**Set of tasks**.
1 > In the forum thread on trimming outliers from a column of numbers, how many datapoints does James say he has?
2 > In the forum thread on trimming outliers, what is the Spanish translation of this sentence: "I want to eliminate all data in the column that is greater than 2.5 standard deviations from the mean, leaving only the data that is within 2.5 StdDevs."

**Supplied passage**.
....
About Us

Zone[_3_]

I have a column of numbers. I want to eliminate all data in the
column that is greater than 2.5 standard deviations from the mean,
leaving only the data that is within 2.5 StdDevs. I have a lot of
data, so I need to do this as quickly as possible so I can then get
statistical quartiles for the data. Any help on one or both issues
greatly appreciated! James

[email protected]

James,

There are many "sexy" ways to do it, but if you only have to do it
once or twice....

1) Calculate the mean and standard deviation
2) Calculate the upper and lower cutoff values
3) Sort the data
4) Manually delete those above/below the cutoff values

If this is something you will do on a regular basis, then it may be
worth pursing a more automated method.

HTH,
John

Zone[_3_]

John, Thank you for your reply. I am well-versed in VBA programming,
but a complete dunce at advanced mathematics like this. The problem
is that the data is very "raw" -- about 12,000 datapoints ranging from
0.22 to over 100,000. You probably know that this is the kind of mess
one sometimes gets from clients who don't really understand the ratios
that are being asked for. The objective is to pare the data down to
the "reasonable" values and get the bulk of it for subsequent figuring
of quartiles. May I use the Reply to Author button to reply to you
directly? James

On Jul 9, 1:04?pm, wrote:
James,

There are many "sexy" ways to do it, but if you only have to do it
once or twice....
....
**Dataset content**.
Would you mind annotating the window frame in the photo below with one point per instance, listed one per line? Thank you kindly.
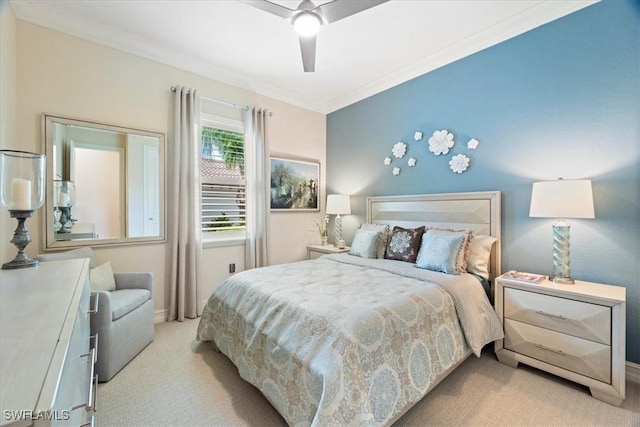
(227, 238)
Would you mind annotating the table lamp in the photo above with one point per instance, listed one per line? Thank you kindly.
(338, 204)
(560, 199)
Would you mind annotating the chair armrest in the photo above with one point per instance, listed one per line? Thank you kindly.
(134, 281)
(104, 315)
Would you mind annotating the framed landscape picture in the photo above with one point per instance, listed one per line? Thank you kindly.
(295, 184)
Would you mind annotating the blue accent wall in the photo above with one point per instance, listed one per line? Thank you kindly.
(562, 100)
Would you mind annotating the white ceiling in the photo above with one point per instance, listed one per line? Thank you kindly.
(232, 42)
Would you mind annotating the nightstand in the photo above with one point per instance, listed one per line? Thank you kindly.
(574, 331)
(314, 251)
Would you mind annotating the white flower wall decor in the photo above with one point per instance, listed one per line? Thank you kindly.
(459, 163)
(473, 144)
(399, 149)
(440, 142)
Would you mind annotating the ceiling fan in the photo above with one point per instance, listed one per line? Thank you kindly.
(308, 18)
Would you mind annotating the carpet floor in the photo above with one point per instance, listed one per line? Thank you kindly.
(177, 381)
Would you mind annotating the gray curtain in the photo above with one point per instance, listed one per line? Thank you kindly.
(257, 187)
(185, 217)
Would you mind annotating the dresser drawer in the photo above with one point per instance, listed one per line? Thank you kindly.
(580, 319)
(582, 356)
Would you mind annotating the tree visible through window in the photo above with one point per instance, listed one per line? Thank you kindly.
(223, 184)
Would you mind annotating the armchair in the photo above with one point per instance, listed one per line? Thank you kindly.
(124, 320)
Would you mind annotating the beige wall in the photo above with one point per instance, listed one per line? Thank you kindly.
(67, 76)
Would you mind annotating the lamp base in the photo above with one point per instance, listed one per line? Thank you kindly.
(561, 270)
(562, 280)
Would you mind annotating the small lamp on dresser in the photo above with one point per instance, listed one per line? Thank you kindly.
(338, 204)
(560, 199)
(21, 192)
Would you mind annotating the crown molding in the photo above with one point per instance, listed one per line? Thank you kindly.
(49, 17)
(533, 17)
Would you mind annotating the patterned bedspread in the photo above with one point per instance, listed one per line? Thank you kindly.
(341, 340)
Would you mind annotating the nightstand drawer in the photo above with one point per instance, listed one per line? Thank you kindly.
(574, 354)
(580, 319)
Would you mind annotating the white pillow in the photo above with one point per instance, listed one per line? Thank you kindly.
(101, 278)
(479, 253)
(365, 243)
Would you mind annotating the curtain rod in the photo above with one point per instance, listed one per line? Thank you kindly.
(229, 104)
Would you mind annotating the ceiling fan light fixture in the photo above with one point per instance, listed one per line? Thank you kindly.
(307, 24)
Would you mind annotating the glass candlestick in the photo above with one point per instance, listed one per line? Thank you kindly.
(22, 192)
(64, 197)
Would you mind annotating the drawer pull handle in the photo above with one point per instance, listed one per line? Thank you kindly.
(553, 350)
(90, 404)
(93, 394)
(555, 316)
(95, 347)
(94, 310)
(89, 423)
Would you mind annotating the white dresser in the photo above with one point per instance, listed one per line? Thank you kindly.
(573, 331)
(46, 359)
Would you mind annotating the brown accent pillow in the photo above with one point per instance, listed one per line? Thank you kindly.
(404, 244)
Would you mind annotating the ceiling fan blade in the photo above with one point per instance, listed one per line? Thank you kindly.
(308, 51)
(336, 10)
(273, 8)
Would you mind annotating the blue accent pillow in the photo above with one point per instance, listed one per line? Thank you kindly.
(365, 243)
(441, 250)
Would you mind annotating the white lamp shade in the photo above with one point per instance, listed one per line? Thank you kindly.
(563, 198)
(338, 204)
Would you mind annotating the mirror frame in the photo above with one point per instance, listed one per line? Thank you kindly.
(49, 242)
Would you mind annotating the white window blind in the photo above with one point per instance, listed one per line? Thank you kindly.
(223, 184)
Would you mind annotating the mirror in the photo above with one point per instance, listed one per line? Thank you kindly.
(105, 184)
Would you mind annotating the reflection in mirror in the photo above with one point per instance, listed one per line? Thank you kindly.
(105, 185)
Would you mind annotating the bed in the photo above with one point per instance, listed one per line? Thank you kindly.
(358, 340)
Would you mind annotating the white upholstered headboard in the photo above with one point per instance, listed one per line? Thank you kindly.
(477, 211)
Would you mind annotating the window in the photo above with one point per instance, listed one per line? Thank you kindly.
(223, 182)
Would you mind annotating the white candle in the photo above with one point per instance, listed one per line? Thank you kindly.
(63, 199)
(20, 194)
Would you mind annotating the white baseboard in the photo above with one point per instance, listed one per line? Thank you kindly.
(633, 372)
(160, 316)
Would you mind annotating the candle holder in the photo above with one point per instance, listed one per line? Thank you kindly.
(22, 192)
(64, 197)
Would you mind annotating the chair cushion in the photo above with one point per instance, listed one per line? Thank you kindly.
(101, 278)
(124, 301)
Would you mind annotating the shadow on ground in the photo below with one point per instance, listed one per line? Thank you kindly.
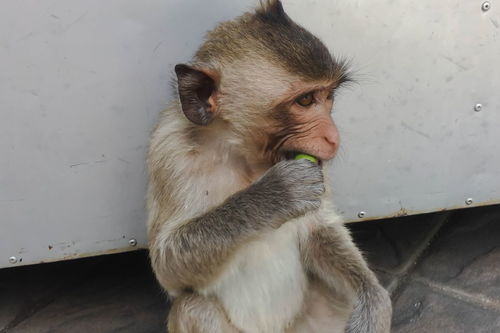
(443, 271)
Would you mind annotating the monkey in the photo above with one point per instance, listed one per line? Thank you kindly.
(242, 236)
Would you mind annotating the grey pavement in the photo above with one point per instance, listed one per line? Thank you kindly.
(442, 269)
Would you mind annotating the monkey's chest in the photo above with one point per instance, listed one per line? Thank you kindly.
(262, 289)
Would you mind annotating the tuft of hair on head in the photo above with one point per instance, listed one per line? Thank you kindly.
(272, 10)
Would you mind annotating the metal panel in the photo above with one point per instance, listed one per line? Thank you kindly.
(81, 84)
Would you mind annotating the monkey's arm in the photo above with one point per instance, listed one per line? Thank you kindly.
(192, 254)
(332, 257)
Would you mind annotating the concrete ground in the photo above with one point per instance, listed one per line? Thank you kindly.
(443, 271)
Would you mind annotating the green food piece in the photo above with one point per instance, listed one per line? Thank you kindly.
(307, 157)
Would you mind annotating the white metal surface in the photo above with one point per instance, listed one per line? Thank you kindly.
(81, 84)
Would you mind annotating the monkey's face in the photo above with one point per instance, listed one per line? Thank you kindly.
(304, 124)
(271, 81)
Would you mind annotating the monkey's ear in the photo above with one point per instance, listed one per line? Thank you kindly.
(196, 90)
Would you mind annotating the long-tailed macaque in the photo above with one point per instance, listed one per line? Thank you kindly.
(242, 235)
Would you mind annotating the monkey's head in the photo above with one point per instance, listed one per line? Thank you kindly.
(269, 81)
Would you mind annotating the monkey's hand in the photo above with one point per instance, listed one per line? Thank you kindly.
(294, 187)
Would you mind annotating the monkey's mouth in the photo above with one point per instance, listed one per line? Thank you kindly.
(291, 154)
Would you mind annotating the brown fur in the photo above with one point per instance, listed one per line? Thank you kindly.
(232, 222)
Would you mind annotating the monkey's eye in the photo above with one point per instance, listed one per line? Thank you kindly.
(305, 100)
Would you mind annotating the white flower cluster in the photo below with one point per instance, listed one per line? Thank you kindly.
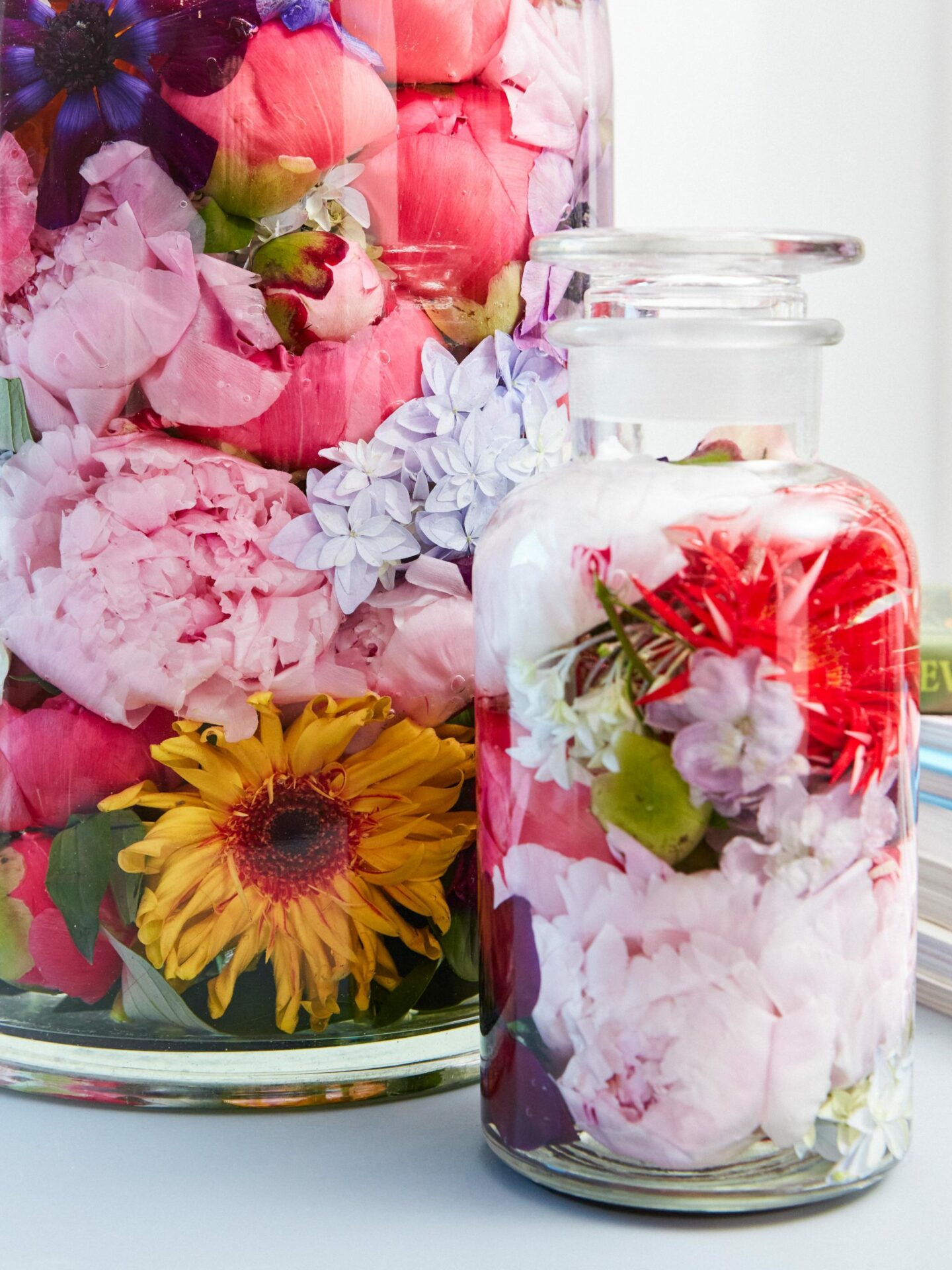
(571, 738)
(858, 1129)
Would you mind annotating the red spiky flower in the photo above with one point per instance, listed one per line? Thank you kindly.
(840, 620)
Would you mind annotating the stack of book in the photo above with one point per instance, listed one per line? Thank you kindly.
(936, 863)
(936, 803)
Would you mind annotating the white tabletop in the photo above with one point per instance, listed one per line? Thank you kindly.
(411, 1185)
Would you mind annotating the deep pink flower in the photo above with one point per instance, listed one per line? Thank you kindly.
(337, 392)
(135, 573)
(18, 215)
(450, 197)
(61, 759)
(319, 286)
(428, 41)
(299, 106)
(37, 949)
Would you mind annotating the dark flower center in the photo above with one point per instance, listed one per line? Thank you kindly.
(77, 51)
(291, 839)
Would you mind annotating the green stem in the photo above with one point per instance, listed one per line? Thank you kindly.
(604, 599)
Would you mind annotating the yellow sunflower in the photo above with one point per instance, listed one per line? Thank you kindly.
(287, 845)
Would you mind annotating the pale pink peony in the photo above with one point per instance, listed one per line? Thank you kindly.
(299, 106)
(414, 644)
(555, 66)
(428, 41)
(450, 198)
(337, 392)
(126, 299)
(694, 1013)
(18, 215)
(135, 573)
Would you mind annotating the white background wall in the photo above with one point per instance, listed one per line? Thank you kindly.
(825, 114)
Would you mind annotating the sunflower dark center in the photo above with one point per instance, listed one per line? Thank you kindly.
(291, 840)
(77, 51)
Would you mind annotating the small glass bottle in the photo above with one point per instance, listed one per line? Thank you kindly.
....
**Responses for each task**.
1 > About 12,000.

2 > Quiero eliminar todos los datos de la columna que estén a más de 2,5 desviaciones estándar de la media, dejando solo los datos que estén dentro de 2,5 desviaciones estándar.